[START]

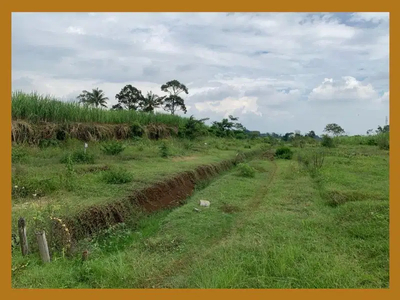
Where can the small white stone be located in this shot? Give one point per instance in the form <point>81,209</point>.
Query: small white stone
<point>205,203</point>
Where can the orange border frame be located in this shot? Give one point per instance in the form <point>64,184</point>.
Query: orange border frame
<point>181,6</point>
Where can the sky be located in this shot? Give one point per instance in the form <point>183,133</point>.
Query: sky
<point>277,72</point>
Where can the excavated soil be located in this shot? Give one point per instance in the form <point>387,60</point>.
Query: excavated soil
<point>167,194</point>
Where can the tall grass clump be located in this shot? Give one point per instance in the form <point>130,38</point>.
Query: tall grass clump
<point>383,141</point>
<point>311,161</point>
<point>117,176</point>
<point>246,171</point>
<point>112,148</point>
<point>327,141</point>
<point>79,157</point>
<point>284,153</point>
<point>36,108</point>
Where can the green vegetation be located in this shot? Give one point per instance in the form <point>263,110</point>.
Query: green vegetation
<point>319,220</point>
<point>276,230</point>
<point>284,153</point>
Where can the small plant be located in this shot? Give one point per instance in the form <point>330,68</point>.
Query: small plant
<point>18,155</point>
<point>164,150</point>
<point>187,145</point>
<point>119,176</point>
<point>45,143</point>
<point>246,171</point>
<point>284,153</point>
<point>312,162</point>
<point>79,156</point>
<point>383,141</point>
<point>112,148</point>
<point>327,141</point>
<point>136,130</point>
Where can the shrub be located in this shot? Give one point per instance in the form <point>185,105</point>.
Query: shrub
<point>311,162</point>
<point>284,153</point>
<point>136,130</point>
<point>79,156</point>
<point>44,143</point>
<point>118,176</point>
<point>112,148</point>
<point>18,155</point>
<point>246,171</point>
<point>327,141</point>
<point>164,150</point>
<point>383,141</point>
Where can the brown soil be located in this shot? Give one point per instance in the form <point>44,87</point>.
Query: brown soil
<point>184,158</point>
<point>166,194</point>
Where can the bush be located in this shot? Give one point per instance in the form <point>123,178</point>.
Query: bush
<point>44,143</point>
<point>284,153</point>
<point>136,130</point>
<point>18,155</point>
<point>118,176</point>
<point>112,148</point>
<point>79,156</point>
<point>246,171</point>
<point>311,162</point>
<point>327,141</point>
<point>164,150</point>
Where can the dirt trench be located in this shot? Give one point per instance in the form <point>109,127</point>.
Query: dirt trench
<point>167,194</point>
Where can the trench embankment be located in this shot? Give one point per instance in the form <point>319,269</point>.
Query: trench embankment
<point>166,194</point>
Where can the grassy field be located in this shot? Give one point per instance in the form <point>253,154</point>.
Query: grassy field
<point>316,221</point>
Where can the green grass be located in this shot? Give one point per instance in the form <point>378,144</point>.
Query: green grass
<point>44,183</point>
<point>275,230</point>
<point>36,108</point>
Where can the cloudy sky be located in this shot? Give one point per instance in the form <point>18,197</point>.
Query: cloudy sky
<point>278,72</point>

[END]

- **What you should do**:
Write out every entry above word for word, leaving the pictures out.

- **Correct result**:
Where can the small white stone be located in this shot? Give one point per instance in the form <point>81,209</point>.
Query: small white stone
<point>205,203</point>
Where can the orange border frame be located in this shot? Give one point per instance in the form <point>64,184</point>.
Query: orange border frame
<point>181,6</point>
Where can the sky be located in this shot? Give one point per instance in the form <point>183,133</point>.
Query: sky
<point>277,72</point>
Where can the excavated soil be located in this shot? Give one point per instance in the form <point>387,60</point>.
Query: excavated soil
<point>167,194</point>
Where can the tall grass clump be located in this shot? Give one point per instance in the form <point>130,38</point>.
Query: tall grass clump
<point>383,141</point>
<point>311,161</point>
<point>117,176</point>
<point>246,171</point>
<point>112,148</point>
<point>327,141</point>
<point>79,157</point>
<point>284,153</point>
<point>36,108</point>
Where can the green vegetation be located in this shot? Give one point per instance in the form <point>263,110</point>.
Query: green vegetation
<point>319,220</point>
<point>276,230</point>
<point>284,153</point>
Where can the small plant be located in this shot? Give one point per instance in the form <point>330,68</point>.
Query: small plant
<point>18,155</point>
<point>164,150</point>
<point>187,145</point>
<point>119,176</point>
<point>45,143</point>
<point>246,171</point>
<point>284,153</point>
<point>312,162</point>
<point>79,156</point>
<point>383,141</point>
<point>112,148</point>
<point>327,141</point>
<point>136,130</point>
Where can the shrub be located in this shot? Give one point per instance in the form <point>185,105</point>.
Query: shrub
<point>311,162</point>
<point>284,153</point>
<point>136,130</point>
<point>79,156</point>
<point>44,143</point>
<point>118,176</point>
<point>112,148</point>
<point>18,155</point>
<point>246,171</point>
<point>327,141</point>
<point>164,150</point>
<point>383,141</point>
Where can the brown soil be located in this shot? Give one point per instance in the form <point>44,87</point>.
Query: brown soil
<point>184,158</point>
<point>166,194</point>
Where can the bush be located in this shot? Give one point per instance in the form <point>123,178</point>.
Query: bush
<point>44,143</point>
<point>284,153</point>
<point>136,130</point>
<point>18,155</point>
<point>118,176</point>
<point>112,148</point>
<point>79,156</point>
<point>246,171</point>
<point>311,162</point>
<point>327,141</point>
<point>164,150</point>
Where can the dirt trench be located in this shot? Give one point per instance in the form <point>109,127</point>.
Query: dirt trench
<point>167,194</point>
Where can the trench embankment be located in this shot? Give one point per instance in the form <point>319,269</point>.
Query: trench embankment
<point>166,194</point>
Where can the grassy field be located in this shot? Give one point per instance in the form <point>253,154</point>.
Query: grassy field
<point>316,221</point>
Where can the green grass be located in this shot? Give one point per instance in the form <point>378,144</point>.
Query: green grass
<point>44,183</point>
<point>275,230</point>
<point>36,108</point>
Where can the cloudy sky be located in this shot? Give one point per instance in the form <point>18,197</point>.
Query: cloudy sky
<point>278,72</point>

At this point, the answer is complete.